── Data section ──

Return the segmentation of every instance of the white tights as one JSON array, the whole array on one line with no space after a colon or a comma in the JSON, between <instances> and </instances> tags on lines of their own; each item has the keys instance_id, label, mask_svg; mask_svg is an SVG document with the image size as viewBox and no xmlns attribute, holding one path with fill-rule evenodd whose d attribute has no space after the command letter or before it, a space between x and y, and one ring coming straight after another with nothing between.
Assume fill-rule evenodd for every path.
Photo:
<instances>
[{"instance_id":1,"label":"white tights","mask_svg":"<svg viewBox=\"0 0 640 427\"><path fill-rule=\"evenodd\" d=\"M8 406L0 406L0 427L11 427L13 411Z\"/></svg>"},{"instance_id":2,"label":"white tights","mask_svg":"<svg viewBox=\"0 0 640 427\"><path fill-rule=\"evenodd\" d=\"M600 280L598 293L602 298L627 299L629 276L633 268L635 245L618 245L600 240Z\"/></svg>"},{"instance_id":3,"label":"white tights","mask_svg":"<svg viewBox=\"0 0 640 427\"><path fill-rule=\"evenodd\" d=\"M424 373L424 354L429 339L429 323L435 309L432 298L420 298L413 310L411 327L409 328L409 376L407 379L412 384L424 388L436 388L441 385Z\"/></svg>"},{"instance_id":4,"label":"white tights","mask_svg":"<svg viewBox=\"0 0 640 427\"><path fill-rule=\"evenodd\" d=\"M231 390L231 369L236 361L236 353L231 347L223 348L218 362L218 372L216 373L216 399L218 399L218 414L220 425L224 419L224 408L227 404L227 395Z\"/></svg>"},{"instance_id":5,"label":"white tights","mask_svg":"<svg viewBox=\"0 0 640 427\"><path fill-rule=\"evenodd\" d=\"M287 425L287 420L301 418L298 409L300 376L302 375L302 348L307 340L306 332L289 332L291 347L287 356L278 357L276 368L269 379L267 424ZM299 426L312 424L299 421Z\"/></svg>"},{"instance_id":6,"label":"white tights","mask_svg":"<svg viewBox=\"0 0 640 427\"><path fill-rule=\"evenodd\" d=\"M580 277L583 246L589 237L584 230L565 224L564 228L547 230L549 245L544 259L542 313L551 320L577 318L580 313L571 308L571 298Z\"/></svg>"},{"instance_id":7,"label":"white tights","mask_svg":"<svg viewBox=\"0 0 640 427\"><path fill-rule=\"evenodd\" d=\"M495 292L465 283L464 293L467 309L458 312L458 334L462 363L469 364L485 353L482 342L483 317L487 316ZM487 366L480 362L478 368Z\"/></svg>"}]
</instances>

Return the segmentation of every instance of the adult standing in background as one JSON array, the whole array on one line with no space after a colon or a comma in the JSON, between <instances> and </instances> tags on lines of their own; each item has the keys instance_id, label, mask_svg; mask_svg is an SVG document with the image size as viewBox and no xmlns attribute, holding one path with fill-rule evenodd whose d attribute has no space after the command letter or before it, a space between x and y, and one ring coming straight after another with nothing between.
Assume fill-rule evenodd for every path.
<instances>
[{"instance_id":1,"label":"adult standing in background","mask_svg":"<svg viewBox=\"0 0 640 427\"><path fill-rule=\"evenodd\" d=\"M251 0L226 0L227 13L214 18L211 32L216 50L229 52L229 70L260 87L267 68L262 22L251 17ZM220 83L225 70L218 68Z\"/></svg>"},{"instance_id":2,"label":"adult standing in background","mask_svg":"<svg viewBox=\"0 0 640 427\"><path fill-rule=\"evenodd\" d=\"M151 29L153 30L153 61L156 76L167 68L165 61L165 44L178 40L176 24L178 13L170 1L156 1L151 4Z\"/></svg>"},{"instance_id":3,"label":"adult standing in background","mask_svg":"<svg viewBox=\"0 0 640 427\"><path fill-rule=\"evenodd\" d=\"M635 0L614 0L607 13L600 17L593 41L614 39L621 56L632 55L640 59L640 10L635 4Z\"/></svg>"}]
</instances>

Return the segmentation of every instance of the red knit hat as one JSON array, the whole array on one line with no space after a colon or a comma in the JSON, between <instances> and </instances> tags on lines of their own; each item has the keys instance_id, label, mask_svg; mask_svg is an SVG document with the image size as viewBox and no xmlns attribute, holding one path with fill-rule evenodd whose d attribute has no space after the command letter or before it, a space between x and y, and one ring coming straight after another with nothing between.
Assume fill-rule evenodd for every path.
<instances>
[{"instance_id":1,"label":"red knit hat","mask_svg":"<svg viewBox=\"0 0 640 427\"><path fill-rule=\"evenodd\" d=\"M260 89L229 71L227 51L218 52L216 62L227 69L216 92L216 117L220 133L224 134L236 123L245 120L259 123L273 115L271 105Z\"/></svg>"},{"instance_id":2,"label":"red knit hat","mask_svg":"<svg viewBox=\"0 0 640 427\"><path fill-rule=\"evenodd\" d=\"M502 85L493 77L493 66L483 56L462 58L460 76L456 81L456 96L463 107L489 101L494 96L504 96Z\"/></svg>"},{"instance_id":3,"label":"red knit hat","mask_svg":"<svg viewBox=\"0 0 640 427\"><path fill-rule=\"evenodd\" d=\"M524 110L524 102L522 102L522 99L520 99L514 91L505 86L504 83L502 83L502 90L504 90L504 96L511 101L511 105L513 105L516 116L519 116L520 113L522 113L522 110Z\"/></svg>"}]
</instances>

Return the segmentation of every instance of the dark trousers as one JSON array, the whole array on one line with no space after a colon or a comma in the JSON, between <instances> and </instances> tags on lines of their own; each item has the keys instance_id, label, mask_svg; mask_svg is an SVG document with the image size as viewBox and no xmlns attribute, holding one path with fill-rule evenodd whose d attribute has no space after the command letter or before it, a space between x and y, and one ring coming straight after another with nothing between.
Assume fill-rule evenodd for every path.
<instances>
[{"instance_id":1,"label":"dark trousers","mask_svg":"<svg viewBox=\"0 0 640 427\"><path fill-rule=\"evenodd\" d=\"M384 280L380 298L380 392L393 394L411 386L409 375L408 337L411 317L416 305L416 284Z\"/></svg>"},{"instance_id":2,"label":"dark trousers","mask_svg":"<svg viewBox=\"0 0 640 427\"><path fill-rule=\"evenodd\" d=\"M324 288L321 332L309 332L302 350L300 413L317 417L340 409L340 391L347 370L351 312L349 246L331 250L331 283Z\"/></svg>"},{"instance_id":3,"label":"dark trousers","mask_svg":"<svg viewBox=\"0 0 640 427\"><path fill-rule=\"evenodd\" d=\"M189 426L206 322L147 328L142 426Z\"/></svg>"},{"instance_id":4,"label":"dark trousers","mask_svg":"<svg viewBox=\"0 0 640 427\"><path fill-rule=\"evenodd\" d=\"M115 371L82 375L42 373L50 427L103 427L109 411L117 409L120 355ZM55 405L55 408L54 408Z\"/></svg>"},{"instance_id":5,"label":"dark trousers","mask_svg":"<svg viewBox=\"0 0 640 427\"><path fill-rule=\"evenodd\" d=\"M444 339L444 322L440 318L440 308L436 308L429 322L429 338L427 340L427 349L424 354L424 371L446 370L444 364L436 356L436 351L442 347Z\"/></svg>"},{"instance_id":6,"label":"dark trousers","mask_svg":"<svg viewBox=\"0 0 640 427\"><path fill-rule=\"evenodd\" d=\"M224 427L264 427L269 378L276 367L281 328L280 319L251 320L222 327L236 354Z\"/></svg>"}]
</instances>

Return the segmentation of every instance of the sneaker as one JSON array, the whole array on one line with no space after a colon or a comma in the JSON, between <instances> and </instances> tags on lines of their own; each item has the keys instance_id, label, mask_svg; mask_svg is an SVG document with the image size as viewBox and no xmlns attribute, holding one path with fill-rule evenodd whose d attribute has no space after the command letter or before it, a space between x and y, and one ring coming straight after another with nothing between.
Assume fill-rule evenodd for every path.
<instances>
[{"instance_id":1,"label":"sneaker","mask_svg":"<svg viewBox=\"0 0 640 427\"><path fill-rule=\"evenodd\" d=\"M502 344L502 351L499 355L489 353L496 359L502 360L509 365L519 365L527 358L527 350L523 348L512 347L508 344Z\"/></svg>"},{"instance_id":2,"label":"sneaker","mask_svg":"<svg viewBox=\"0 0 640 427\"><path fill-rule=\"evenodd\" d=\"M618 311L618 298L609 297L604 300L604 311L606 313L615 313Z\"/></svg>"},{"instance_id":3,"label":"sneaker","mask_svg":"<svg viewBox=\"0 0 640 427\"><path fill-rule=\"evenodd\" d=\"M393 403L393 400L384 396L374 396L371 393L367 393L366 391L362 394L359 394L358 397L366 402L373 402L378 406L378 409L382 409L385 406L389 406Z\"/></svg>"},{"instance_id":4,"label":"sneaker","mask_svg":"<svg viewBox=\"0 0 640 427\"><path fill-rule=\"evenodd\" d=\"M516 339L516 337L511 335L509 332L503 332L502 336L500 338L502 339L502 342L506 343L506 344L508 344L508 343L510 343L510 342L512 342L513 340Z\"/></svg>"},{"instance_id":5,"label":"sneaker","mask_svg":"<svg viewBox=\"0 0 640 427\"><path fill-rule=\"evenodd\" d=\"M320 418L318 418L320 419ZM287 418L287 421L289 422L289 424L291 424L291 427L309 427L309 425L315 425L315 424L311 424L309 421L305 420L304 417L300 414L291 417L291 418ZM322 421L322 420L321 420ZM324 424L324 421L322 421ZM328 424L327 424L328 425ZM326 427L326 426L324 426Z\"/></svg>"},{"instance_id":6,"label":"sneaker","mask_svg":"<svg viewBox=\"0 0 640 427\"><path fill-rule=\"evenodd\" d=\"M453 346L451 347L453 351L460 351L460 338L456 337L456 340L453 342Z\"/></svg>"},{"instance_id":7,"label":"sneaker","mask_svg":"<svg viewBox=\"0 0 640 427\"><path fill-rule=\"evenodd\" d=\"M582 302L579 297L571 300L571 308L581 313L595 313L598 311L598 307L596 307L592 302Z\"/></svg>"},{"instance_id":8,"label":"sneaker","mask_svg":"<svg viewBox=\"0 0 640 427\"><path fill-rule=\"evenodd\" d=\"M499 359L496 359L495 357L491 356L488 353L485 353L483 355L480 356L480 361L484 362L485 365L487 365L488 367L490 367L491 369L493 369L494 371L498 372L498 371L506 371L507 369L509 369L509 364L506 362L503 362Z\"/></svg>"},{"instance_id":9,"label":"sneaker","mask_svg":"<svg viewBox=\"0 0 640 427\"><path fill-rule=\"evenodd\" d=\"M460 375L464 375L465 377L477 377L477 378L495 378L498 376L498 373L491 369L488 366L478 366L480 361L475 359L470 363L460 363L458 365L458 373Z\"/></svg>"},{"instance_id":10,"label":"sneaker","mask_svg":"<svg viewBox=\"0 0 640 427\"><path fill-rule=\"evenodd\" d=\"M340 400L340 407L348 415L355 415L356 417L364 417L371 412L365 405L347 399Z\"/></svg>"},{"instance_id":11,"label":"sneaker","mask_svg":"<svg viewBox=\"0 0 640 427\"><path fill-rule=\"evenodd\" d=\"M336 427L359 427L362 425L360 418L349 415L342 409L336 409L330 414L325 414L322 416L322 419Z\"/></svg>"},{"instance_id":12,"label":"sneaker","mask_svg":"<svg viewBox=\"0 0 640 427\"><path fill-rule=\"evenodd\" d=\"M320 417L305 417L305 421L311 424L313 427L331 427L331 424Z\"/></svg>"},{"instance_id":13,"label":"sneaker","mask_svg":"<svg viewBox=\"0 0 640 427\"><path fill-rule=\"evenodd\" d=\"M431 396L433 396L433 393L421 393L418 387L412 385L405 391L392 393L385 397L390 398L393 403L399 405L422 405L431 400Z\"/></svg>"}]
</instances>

───

- Assigned task
Every line above from the line with "Return the segmentation of every instance of the adult" to the line with "Return the segmentation of every instance of the red", both included, must be reproduced exactly, and no other line may appear.

- Exercise response
Return the segmentation of every instance of the adult standing in background as one JSON array, the whole array on one line with no space after a colon or a comma in the JSON, between <instances> and </instances> tags on lines of their own; each item has the keys instance_id, label, mask_svg; mask_svg is an SVG document with the image size as viewBox and no xmlns attribute, holding one path with fill-rule evenodd whose d attribute has no space after the command letter or before it, a space between x and y, and one ring coming straight after another with nothing between.
Assume fill-rule evenodd for every path.
<instances>
[{"instance_id":1,"label":"adult standing in background","mask_svg":"<svg viewBox=\"0 0 640 427\"><path fill-rule=\"evenodd\" d=\"M251 0L226 0L227 13L214 18L211 32L216 50L229 52L229 70L260 87L267 68L262 22L251 17ZM220 83L225 70L218 68Z\"/></svg>"},{"instance_id":2,"label":"adult standing in background","mask_svg":"<svg viewBox=\"0 0 640 427\"><path fill-rule=\"evenodd\" d=\"M151 29L153 30L153 61L156 76L167 68L165 61L165 44L178 40L176 24L178 13L170 1L156 1L151 4Z\"/></svg>"},{"instance_id":3,"label":"adult standing in background","mask_svg":"<svg viewBox=\"0 0 640 427\"><path fill-rule=\"evenodd\" d=\"M635 0L614 0L607 13L600 17L593 41L614 39L621 56L632 55L640 59L640 10L635 4Z\"/></svg>"}]
</instances>

Return the segmentation of every instance of the red knit hat as one JSON array, the whole array on one line with no space after a colon or a comma in the JSON, between <instances> and </instances> tags on lines of their own; each item has the keys instance_id, label, mask_svg; mask_svg is an SVG document with the image size as viewBox and no xmlns attribute, holding one path with fill-rule evenodd whose d attribute has no space after the command letter or before it, a space between x and y, and one ring coming straight after another with nothing between.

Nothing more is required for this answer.